Reproduce exactly the lines from the one containing "paved ground on this photo." through the last line of the records below, both included, and nothing else.
-- Start --
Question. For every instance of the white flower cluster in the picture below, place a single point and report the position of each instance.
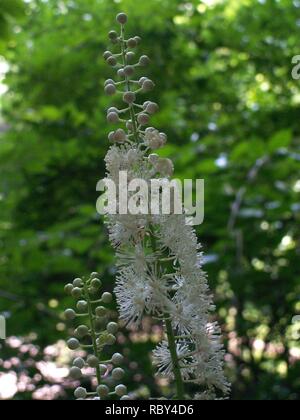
(159, 258)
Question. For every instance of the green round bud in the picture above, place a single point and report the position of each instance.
(112, 327)
(107, 297)
(121, 73)
(129, 97)
(152, 108)
(122, 18)
(79, 362)
(70, 314)
(117, 359)
(107, 54)
(130, 56)
(82, 331)
(113, 117)
(148, 85)
(132, 43)
(80, 393)
(129, 70)
(121, 390)
(117, 374)
(75, 373)
(113, 35)
(112, 61)
(110, 89)
(76, 292)
(144, 60)
(69, 288)
(77, 283)
(111, 340)
(93, 361)
(73, 344)
(103, 369)
(82, 306)
(143, 119)
(96, 283)
(103, 391)
(119, 137)
(108, 82)
(101, 311)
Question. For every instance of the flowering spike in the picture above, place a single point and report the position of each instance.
(192, 352)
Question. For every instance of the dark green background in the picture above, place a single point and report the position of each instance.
(231, 110)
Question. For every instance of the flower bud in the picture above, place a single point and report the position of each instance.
(82, 331)
(143, 119)
(102, 391)
(144, 60)
(73, 344)
(96, 284)
(75, 373)
(165, 167)
(101, 311)
(79, 362)
(148, 85)
(120, 135)
(77, 283)
(121, 73)
(117, 374)
(106, 297)
(129, 70)
(132, 43)
(70, 314)
(76, 292)
(112, 327)
(111, 340)
(107, 54)
(129, 97)
(110, 89)
(153, 158)
(130, 56)
(121, 390)
(113, 117)
(113, 36)
(93, 361)
(69, 288)
(117, 359)
(112, 61)
(152, 108)
(109, 82)
(80, 393)
(142, 80)
(103, 369)
(82, 306)
(122, 18)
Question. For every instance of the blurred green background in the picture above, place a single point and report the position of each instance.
(231, 110)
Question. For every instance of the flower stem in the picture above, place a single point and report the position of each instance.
(93, 333)
(175, 361)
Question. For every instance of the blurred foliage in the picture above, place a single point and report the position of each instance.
(231, 110)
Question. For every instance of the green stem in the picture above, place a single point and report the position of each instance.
(93, 333)
(175, 361)
(127, 80)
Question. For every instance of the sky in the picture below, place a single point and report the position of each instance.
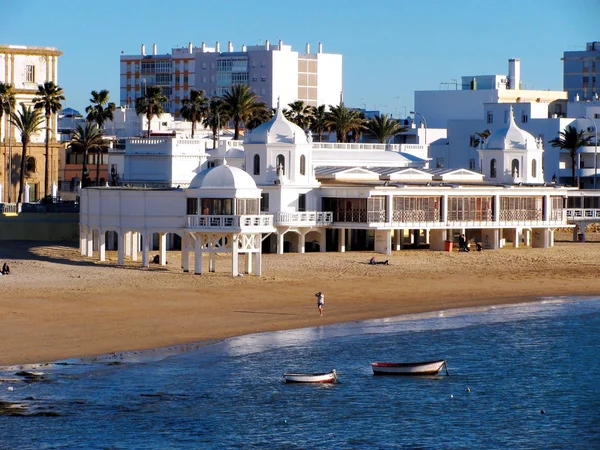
(390, 48)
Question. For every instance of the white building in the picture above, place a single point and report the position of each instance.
(438, 107)
(511, 155)
(25, 68)
(581, 72)
(272, 71)
(310, 201)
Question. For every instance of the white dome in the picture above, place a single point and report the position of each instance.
(223, 177)
(235, 152)
(197, 180)
(277, 130)
(510, 137)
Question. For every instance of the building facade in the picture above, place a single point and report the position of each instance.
(272, 71)
(581, 72)
(25, 68)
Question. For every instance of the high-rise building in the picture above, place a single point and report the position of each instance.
(581, 72)
(274, 72)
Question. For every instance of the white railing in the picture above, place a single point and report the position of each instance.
(9, 208)
(306, 218)
(356, 146)
(581, 214)
(229, 222)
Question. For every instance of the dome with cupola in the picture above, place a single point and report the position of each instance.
(278, 130)
(511, 137)
(222, 177)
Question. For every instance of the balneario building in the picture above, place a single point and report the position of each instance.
(289, 194)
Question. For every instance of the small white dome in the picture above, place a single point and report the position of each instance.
(510, 137)
(277, 130)
(197, 180)
(235, 152)
(223, 177)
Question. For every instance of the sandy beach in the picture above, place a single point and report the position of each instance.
(57, 304)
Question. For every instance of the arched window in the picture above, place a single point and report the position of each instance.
(514, 167)
(280, 163)
(30, 164)
(493, 168)
(256, 164)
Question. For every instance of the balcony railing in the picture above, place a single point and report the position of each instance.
(227, 223)
(582, 214)
(306, 218)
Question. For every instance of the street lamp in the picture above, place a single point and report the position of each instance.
(9, 153)
(424, 122)
(595, 148)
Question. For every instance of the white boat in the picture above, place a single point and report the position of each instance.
(414, 368)
(326, 377)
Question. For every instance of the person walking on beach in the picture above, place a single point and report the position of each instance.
(320, 302)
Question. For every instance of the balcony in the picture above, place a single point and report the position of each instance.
(303, 219)
(256, 223)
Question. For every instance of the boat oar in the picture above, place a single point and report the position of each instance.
(335, 376)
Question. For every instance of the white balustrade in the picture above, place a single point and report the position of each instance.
(229, 222)
(304, 218)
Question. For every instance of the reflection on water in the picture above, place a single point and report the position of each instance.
(520, 377)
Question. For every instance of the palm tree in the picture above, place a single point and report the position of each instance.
(299, 113)
(48, 97)
(382, 127)
(7, 101)
(151, 104)
(28, 121)
(317, 121)
(84, 140)
(216, 115)
(571, 140)
(241, 103)
(194, 108)
(100, 109)
(343, 120)
(481, 137)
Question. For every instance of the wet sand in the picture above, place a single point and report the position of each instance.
(57, 304)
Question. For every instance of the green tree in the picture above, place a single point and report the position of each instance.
(151, 104)
(84, 140)
(383, 128)
(343, 121)
(194, 108)
(101, 108)
(216, 115)
(48, 98)
(571, 140)
(299, 113)
(481, 137)
(28, 121)
(7, 101)
(241, 103)
(317, 121)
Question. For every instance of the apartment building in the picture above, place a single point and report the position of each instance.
(581, 71)
(272, 71)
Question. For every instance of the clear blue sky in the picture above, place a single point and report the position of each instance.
(390, 48)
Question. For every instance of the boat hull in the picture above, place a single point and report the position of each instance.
(416, 368)
(329, 377)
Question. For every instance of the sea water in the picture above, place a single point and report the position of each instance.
(522, 376)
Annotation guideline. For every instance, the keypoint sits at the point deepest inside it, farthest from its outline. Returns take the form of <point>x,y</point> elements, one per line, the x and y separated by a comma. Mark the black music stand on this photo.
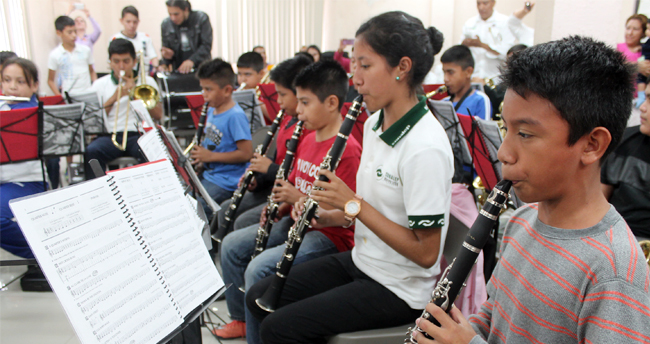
<point>63,130</point>
<point>194,314</point>
<point>94,119</point>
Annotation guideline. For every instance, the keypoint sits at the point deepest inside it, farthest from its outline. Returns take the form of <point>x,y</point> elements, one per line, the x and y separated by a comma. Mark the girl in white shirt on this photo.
<point>402,206</point>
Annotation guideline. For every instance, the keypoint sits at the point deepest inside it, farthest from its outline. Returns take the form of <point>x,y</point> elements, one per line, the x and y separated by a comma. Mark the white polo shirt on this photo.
<point>72,67</point>
<point>105,87</point>
<point>495,32</point>
<point>405,173</point>
<point>141,41</point>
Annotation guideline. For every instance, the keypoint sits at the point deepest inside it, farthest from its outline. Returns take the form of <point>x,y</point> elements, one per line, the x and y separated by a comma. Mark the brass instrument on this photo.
<point>441,89</point>
<point>645,245</point>
<point>122,146</point>
<point>147,93</point>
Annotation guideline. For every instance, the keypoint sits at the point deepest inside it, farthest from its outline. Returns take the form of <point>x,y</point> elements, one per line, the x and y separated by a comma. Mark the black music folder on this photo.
<point>123,253</point>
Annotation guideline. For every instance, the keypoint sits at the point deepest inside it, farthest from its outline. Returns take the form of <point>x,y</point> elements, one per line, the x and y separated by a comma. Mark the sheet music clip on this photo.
<point>193,315</point>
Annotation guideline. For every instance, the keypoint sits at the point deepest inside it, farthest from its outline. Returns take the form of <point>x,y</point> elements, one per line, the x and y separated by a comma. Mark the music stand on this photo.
<point>52,100</point>
<point>63,131</point>
<point>269,97</point>
<point>94,118</point>
<point>357,129</point>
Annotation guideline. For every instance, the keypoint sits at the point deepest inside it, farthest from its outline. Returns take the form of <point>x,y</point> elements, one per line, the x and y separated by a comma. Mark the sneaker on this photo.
<point>235,329</point>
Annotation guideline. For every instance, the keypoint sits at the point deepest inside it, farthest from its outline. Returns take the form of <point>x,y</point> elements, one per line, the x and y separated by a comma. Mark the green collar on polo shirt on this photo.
<point>400,128</point>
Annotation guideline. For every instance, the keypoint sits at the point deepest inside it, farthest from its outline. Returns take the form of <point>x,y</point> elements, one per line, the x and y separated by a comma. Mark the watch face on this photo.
<point>352,208</point>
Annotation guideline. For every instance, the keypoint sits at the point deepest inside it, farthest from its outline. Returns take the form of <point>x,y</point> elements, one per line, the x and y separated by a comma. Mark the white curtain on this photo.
<point>281,26</point>
<point>13,29</point>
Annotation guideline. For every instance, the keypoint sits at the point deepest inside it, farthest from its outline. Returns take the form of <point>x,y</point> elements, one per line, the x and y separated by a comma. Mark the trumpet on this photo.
<point>142,91</point>
<point>441,89</point>
<point>121,146</point>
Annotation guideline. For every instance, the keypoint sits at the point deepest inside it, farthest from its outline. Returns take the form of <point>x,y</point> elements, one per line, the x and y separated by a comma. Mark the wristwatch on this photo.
<point>352,209</point>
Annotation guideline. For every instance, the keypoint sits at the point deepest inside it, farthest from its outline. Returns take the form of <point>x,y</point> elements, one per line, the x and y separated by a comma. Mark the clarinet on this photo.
<point>454,277</point>
<point>268,302</point>
<point>239,193</point>
<point>199,130</point>
<point>264,230</point>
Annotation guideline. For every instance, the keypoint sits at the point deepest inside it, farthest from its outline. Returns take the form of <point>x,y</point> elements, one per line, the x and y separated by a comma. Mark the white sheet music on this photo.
<point>173,231</point>
<point>152,146</point>
<point>100,273</point>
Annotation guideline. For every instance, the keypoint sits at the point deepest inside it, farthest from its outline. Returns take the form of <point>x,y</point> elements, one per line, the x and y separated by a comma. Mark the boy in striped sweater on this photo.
<point>570,270</point>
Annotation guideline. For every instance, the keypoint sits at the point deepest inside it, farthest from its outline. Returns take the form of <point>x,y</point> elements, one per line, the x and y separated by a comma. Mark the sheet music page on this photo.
<point>170,226</point>
<point>152,146</point>
<point>195,179</point>
<point>95,264</point>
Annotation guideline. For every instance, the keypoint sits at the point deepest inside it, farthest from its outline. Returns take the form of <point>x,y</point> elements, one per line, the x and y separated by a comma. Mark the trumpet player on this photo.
<point>121,81</point>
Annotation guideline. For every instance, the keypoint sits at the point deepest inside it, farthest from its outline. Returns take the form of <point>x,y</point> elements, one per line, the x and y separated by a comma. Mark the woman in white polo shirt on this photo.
<point>402,206</point>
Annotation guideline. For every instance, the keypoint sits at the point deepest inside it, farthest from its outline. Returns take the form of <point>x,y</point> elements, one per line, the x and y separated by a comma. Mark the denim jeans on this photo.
<point>217,193</point>
<point>103,149</point>
<point>239,270</point>
<point>11,237</point>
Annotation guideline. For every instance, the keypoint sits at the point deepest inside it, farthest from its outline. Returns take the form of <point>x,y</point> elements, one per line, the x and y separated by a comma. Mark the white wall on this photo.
<point>552,19</point>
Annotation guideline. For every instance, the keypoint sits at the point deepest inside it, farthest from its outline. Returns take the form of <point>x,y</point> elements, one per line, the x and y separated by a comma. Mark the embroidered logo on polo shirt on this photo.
<point>387,177</point>
<point>427,221</point>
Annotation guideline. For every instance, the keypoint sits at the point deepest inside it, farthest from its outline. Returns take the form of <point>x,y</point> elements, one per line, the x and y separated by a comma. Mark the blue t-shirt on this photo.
<point>476,104</point>
<point>222,131</point>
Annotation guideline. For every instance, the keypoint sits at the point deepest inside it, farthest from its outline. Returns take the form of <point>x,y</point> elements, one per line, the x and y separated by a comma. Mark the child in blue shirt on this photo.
<point>458,66</point>
<point>227,146</point>
<point>19,79</point>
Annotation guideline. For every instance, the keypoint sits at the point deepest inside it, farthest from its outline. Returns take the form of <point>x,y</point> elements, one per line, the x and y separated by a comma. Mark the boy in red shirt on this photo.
<point>266,168</point>
<point>320,89</point>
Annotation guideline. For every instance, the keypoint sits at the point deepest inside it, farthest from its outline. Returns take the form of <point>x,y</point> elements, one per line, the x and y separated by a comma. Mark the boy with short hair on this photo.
<point>227,145</point>
<point>320,90</point>
<point>458,66</point>
<point>570,269</point>
<point>121,57</point>
<point>141,41</point>
<point>73,62</point>
<point>250,72</point>
<point>266,168</point>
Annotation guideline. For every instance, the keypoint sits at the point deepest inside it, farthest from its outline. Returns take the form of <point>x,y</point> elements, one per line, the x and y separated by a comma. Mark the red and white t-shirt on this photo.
<point>305,171</point>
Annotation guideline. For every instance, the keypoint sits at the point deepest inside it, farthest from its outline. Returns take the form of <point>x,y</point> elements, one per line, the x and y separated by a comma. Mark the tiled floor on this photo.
<point>38,317</point>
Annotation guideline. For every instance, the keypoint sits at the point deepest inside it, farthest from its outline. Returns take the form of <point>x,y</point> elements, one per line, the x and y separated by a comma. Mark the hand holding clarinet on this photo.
<point>453,327</point>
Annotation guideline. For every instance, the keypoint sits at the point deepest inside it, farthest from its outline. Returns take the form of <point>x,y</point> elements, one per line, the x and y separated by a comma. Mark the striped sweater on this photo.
<point>555,285</point>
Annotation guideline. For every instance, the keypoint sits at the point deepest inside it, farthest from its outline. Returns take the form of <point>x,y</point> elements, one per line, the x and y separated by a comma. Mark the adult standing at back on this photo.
<point>489,37</point>
<point>186,37</point>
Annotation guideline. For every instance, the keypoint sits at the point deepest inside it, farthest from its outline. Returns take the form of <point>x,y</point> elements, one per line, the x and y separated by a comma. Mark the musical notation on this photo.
<point>116,264</point>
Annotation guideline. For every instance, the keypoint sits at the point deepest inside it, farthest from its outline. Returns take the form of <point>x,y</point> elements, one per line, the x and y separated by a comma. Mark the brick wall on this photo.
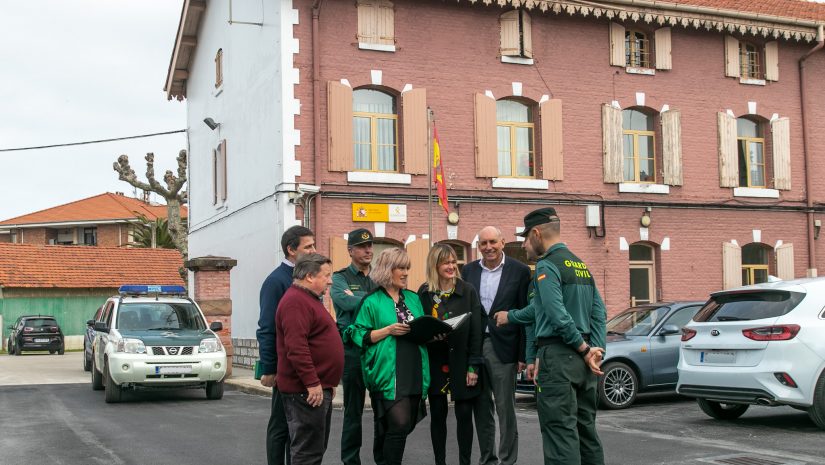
<point>452,50</point>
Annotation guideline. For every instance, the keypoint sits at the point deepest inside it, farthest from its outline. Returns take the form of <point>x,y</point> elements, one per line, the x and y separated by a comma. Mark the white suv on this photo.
<point>760,344</point>
<point>156,337</point>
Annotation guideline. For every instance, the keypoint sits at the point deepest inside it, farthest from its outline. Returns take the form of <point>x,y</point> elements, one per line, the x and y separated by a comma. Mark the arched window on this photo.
<point>755,264</point>
<point>375,130</point>
<point>639,146</point>
<point>749,61</point>
<point>514,125</point>
<point>751,145</point>
<point>637,49</point>
<point>642,274</point>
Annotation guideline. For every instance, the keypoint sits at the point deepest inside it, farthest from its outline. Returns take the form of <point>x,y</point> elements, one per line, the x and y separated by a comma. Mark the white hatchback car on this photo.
<point>757,345</point>
<point>151,337</point>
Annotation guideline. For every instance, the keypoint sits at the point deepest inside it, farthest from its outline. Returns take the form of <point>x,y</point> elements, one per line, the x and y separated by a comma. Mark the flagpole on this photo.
<point>430,123</point>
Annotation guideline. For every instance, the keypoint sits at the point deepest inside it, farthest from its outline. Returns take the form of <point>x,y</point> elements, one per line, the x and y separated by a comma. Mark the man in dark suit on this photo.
<point>502,284</point>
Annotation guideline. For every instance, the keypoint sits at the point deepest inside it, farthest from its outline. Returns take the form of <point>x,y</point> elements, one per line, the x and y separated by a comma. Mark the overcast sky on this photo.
<point>79,70</point>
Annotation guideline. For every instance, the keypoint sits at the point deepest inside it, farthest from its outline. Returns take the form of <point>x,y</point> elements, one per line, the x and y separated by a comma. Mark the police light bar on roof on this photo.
<point>141,289</point>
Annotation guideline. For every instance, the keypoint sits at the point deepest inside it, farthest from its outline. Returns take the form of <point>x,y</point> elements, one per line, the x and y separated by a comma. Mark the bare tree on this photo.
<point>172,193</point>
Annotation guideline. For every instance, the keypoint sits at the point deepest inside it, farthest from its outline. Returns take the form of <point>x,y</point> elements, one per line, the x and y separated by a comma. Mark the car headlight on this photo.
<point>131,346</point>
<point>210,345</point>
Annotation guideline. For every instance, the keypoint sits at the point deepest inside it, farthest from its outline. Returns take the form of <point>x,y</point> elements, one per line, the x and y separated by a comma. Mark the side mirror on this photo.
<point>670,329</point>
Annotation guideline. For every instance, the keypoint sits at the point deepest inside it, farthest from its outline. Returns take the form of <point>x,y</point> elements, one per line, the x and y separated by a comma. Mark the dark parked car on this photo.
<point>35,332</point>
<point>88,340</point>
<point>642,352</point>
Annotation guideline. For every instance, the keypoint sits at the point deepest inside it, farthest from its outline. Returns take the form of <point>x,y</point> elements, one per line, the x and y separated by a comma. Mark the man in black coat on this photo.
<point>502,285</point>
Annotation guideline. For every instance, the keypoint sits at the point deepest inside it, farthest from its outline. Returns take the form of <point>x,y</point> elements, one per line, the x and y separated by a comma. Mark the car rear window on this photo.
<point>744,306</point>
<point>40,322</point>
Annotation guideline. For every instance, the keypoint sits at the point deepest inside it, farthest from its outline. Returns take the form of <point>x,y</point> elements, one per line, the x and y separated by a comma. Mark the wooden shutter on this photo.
<point>728,154</point>
<point>417,250</point>
<point>339,122</point>
<point>552,159</point>
<point>223,168</point>
<point>772,61</point>
<point>612,146</point>
<point>672,147</point>
<point>731,56</point>
<point>486,141</point>
<point>662,43</point>
<point>510,43</point>
<point>367,21</point>
<point>617,52</point>
<point>526,34</point>
<point>385,23</point>
<point>416,131</point>
<point>784,262</point>
<point>781,141</point>
<point>731,265</point>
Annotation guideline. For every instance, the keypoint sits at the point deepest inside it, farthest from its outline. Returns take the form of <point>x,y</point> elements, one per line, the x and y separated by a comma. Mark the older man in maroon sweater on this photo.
<point>310,359</point>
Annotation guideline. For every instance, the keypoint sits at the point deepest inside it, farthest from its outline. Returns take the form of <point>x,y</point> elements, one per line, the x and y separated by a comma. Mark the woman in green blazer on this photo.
<point>396,370</point>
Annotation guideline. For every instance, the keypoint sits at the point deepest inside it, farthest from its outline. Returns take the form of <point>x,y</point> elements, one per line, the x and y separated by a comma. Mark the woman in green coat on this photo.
<point>396,370</point>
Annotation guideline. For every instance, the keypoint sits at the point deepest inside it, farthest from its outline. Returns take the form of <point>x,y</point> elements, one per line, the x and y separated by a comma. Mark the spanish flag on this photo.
<point>438,174</point>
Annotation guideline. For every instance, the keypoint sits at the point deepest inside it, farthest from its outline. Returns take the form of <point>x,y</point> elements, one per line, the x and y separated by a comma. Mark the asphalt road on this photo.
<point>71,424</point>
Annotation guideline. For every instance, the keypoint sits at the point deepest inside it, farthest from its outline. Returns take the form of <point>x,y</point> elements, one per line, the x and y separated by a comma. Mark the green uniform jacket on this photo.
<point>378,361</point>
<point>566,303</point>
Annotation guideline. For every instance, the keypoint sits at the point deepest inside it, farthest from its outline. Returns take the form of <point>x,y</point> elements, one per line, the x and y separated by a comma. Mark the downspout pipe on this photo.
<point>316,115</point>
<point>809,200</point>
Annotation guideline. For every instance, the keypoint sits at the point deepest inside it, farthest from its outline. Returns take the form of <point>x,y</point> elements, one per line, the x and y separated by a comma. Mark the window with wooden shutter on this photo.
<point>552,157</point>
<point>612,143</point>
<point>662,45</point>
<point>732,57</point>
<point>772,61</point>
<point>485,137</point>
<point>672,147</point>
<point>416,131</point>
<point>784,262</point>
<point>617,45</point>
<point>781,141</point>
<point>339,126</point>
<point>728,159</point>
<point>731,265</point>
<point>510,34</point>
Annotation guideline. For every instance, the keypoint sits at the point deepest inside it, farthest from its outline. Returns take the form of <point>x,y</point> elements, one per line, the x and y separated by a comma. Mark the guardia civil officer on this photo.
<point>569,322</point>
<point>349,286</point>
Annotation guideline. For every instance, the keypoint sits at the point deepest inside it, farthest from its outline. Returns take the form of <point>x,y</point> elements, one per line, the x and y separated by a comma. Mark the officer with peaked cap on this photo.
<point>568,315</point>
<point>349,286</point>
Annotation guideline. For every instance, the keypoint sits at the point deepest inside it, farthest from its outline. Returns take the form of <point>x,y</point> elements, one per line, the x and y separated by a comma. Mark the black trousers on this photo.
<point>438,428</point>
<point>308,427</point>
<point>354,392</point>
<point>392,425</point>
<point>277,433</point>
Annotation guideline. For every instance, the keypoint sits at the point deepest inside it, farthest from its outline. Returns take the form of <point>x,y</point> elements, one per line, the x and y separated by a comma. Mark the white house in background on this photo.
<point>233,63</point>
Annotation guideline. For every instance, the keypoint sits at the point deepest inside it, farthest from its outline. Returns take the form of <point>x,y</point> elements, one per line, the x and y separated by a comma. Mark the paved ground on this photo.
<point>71,424</point>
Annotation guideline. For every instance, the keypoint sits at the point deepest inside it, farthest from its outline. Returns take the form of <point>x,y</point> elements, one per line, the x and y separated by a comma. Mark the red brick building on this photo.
<point>105,220</point>
<point>678,141</point>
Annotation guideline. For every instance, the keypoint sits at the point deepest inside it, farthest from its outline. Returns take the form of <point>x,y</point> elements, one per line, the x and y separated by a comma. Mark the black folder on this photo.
<point>424,328</point>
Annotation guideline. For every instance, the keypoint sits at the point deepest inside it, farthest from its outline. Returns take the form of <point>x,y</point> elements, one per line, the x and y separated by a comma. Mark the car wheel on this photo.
<point>97,378</point>
<point>618,386</point>
<point>722,411</point>
<point>113,391</point>
<point>817,410</point>
<point>87,362</point>
<point>214,390</point>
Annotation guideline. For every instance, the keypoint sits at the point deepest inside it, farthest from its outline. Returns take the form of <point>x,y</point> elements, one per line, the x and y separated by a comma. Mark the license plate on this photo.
<point>717,356</point>
<point>173,369</point>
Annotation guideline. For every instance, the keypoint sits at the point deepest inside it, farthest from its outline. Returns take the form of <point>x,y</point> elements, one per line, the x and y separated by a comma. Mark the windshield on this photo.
<point>159,316</point>
<point>636,322</point>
-- End --
__RESPONSE FOR THIS EXERCISE__.
Annotation guideline. For every instance, the keypoint sits at the point deepest inside it, farthest from its outline. Returns take the form of <point>x,y</point> elements, one per line, the x and y separated by a comma. Mark the paved ground on this photo.
<point>71,424</point>
Annotation guideline. For every instance, the keypoint sits at the point deepest inside it, farthest from its outline. Returns take the form of <point>x,y</point> elements, one per line, the x and y separated by a comma. Mark the red brick building on this photo.
<point>105,220</point>
<point>678,141</point>
Annotation guideline. For every instance, the keypoint sits at the point deepest inside it, farthest from its outline. Returns take the form of <point>x,y</point> elements, one per line, the x and y separated by a comma. Mark the black folder on this photo.
<point>424,328</point>
Annotation guideline. For every instance, the keypoint sits at the point deepest inside it, farthest from its outline. Returns take the form of <point>x,y</point> elements, one per line, the x and y separated by a comma. Mark the car wheel on this photo.
<point>97,378</point>
<point>618,386</point>
<point>722,411</point>
<point>113,391</point>
<point>817,410</point>
<point>87,362</point>
<point>214,390</point>
Annotation guideline. For every instance, the keypoint sits at the point deepest inside it, farthest from its outline. Returns take the form of <point>x,y</point> elements, one per line, the x and y separated by a comma. Mark the license plate on this photo.
<point>717,356</point>
<point>173,369</point>
Annotation guideline. For every instance, the keypoint sits at the point deepest inside it, farthest from its outline. Returns take the form of <point>x,y</point> elements, one per line, the x and y separated by a comma. Mark the windshield on this photo.
<point>159,316</point>
<point>636,322</point>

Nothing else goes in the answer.